## Challenges
a. According to the cloud bill article, by how much does a typical public cloud spend go over budget?
b. Resume the cloud bill article after its final sentence.

## Document excerpt
>> Begin

Bonus content: Cloud bill optimization checklist
This is part 1 of our series on cloud cost optimization.
Before we go, let’s see where you stand. Can you win the bin(go)? Note how many of these issues you’ve had to deal with.
If you haven’t crossed a single tile – please share your secret with us. Otherwise, read on and see how you can lose this bingo and win in DevOps.
Any cost optimization you’ll do begins with understanding your cloud bill. But how do you get started when a typical cloud bill looks like this?
The cloud may come with a high price tag, here’s why
You’re not a terrible DevOps engineer if your cloud bill usually exceeds your planned budget. Flexera’s 2020 State of the Cloud Report revealed that a typical public cloud spend goes over budget by 23% on average.
This isn’t surprising at all. After all, you don’t know how much you’ll need to pay until you get your cloud bill at the end of the month. And forecasting these expenses is no walk in the park.
But how exactly does this happen? Why is it so hard to control cloud bills?

>> End

## Extracted entries
>> Begin

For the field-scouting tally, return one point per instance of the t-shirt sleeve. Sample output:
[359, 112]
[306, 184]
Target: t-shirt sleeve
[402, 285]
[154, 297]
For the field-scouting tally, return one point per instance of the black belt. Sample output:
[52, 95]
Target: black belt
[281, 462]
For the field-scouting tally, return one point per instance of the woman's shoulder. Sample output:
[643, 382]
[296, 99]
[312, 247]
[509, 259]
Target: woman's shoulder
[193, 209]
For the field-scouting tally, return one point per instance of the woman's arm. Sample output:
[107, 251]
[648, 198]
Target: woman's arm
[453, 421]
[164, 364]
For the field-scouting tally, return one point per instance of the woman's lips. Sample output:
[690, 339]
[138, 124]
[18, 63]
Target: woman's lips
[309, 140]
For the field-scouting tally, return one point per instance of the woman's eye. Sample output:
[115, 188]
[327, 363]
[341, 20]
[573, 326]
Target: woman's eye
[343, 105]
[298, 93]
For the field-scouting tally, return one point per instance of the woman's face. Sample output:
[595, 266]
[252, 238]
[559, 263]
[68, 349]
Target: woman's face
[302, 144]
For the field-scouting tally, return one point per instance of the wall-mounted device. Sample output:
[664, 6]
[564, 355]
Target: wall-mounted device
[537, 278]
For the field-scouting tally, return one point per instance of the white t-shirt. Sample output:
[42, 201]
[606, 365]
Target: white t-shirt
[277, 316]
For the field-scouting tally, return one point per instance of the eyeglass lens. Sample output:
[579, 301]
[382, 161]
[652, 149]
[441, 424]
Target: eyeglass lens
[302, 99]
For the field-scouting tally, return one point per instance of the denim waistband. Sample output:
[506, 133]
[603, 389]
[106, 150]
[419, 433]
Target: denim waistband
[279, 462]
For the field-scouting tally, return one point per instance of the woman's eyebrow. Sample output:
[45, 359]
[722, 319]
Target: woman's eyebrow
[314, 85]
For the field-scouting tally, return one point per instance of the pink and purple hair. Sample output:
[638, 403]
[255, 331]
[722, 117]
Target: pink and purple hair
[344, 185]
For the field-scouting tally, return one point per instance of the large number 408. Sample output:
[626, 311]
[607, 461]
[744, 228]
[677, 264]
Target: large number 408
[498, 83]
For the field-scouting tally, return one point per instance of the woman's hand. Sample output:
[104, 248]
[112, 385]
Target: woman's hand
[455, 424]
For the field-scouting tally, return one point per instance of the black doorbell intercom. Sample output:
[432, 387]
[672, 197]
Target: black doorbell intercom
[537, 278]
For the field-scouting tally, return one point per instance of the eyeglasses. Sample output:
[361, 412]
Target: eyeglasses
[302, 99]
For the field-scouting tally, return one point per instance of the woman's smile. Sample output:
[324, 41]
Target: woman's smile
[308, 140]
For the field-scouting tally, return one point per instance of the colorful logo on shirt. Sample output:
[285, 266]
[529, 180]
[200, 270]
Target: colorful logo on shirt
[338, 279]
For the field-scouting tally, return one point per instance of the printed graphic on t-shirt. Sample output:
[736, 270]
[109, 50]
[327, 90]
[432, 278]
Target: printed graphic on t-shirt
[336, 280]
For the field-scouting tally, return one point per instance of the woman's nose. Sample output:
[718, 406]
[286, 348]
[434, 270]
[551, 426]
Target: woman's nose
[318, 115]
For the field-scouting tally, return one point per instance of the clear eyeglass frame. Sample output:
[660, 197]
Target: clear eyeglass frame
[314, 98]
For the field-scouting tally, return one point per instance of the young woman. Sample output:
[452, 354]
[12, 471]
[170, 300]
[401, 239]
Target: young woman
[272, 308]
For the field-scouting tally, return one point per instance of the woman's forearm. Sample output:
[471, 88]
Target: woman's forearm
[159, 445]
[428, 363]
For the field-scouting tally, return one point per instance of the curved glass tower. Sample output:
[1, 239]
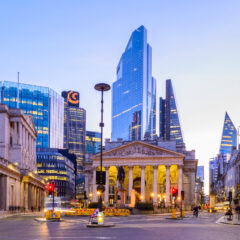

>> End

## Final answers
a. By 23% on average, according to Flexera's 2020 State of the Cloud Report.

b.
In the early days of IT, people were divided into those who controlled costs and those who wrote code. The latter often had no direct impact on the costs of running that code. Of course, software efficiency matters, but let’s put that aside for a moment. The traditional software delivery setup was clear on roles and responsibilities – it was the system administration group (later called DevOps or SRE) who took care of infrastructure deployment and ongoing operational costs.
In this setup, it was typical to release software once a month or every couple of months. The traditional way of delivering software to production wasn’t driving innovation. Enter the service team – a group of engineers who could write code, test it automatically, deploy it, and be held responsible for 24/7 operations.
Since software engineers were in the business of software innovation, they needed access to resources. Thanks to the cloud, they could order the infrastructure they needed through Infrastructure-as-a-Service platforms and then automate deployments through Infrastructure-as-Code. This led to massively faster innovation cycles. In times of economic boom, this type of rapid innovation, infrastructure deployment, and potential associated waste were acceptable to many companies.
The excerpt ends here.